__Work request__. Please give back only the lines below from the one containing "post as a single dot per instance." to the one containing "Each is formatted like [89, 256].", each repeated word for word, both ends included.

Items from a data source:
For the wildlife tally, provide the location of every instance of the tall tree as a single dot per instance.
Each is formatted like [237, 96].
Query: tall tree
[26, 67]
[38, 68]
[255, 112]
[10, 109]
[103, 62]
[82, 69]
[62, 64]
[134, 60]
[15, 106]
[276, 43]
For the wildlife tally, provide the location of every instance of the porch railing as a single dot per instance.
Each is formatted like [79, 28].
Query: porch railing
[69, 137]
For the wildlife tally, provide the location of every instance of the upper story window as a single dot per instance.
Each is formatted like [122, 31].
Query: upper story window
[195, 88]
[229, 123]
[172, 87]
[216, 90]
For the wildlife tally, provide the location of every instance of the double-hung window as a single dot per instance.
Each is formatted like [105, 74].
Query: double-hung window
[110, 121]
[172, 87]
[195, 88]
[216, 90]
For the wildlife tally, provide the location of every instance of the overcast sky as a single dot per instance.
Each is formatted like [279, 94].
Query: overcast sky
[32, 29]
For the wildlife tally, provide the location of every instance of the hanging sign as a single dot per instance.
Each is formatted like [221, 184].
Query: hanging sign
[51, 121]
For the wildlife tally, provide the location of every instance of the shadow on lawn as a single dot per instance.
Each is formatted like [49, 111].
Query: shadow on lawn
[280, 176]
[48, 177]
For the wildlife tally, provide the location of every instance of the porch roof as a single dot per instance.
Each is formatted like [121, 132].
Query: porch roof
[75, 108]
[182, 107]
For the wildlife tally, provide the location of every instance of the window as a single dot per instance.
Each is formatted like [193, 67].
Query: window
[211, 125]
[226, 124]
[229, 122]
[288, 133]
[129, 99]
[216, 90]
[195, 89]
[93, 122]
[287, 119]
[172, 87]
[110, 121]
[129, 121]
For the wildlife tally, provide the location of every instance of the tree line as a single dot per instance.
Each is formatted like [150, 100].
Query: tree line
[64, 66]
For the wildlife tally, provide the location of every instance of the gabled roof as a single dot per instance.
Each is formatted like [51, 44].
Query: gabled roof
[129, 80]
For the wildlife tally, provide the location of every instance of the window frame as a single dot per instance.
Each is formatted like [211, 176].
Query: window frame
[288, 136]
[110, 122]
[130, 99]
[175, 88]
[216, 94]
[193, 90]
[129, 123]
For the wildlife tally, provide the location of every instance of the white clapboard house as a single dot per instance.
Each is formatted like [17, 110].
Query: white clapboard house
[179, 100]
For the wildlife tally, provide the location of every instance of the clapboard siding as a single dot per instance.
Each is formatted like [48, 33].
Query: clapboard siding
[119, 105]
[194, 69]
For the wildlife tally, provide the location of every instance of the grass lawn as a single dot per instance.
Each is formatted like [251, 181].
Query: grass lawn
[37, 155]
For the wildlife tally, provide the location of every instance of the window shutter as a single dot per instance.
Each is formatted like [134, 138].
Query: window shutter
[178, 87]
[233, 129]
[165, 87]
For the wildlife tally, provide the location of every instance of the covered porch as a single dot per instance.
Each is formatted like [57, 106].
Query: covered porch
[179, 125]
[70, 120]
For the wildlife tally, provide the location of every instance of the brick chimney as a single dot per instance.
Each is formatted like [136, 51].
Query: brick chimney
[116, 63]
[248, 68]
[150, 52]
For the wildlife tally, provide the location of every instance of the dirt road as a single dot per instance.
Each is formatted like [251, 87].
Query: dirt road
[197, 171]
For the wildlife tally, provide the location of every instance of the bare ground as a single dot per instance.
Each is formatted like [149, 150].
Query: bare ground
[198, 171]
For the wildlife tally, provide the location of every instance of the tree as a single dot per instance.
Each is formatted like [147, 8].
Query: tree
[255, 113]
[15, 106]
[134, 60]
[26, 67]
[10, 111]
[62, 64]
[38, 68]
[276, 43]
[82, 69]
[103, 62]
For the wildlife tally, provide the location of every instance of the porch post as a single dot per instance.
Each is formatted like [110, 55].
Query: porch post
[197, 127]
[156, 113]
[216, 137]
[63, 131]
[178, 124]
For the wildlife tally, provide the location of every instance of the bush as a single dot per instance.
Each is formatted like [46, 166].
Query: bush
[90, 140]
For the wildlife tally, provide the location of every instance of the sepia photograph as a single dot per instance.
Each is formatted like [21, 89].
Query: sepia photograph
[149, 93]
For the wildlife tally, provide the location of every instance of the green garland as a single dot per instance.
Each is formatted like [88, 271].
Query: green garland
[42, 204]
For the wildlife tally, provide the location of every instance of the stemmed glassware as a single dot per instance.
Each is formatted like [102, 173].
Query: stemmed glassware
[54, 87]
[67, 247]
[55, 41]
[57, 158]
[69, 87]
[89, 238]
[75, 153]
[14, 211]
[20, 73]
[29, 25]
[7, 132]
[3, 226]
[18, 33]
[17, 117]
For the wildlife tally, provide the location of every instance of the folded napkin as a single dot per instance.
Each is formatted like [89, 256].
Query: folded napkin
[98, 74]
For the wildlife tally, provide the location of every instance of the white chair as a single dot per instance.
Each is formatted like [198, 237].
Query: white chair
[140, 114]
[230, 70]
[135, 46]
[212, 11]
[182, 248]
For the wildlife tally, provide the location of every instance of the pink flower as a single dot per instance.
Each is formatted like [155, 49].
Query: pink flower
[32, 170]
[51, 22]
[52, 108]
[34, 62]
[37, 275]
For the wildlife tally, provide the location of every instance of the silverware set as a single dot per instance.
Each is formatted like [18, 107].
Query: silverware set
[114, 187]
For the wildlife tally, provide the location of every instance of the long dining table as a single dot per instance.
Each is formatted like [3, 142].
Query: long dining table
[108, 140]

__Exercise response__.
For the wildlife tally, provide the location of every instance of the porch post as a single dot per instance.
Each is formatted like [110, 55].
Query: porch post
[197, 127]
[156, 113]
[216, 137]
[63, 131]
[178, 124]
For the wildlife tally, provide the location of every instance of the bush as a single dot per instance.
Each is formatted like [46, 166].
Query: bush
[90, 140]
For the wildlife tally, provide the location of every instance of the sepia photograph as a single dot per instance.
Each is formatted like [21, 89].
Query: sepia photograph
[149, 93]
For the wildlife tally, provide the location of every instance of the green garland as a single dot per instance.
Each is formatted like [88, 271].
Query: green garland
[42, 204]
For the wildlife tally, provide the location of every instance of the stemmed glassware as a single dot per instance.
Each is formatted like [102, 173].
Query: stemmed glassware
[54, 87]
[67, 247]
[55, 41]
[57, 158]
[69, 87]
[89, 238]
[75, 153]
[14, 211]
[20, 73]
[29, 25]
[7, 132]
[3, 226]
[18, 33]
[17, 117]
For the wildlife tally, provide the location of every instance of the folded napkin as a single dot per instance.
Each is formatted like [89, 256].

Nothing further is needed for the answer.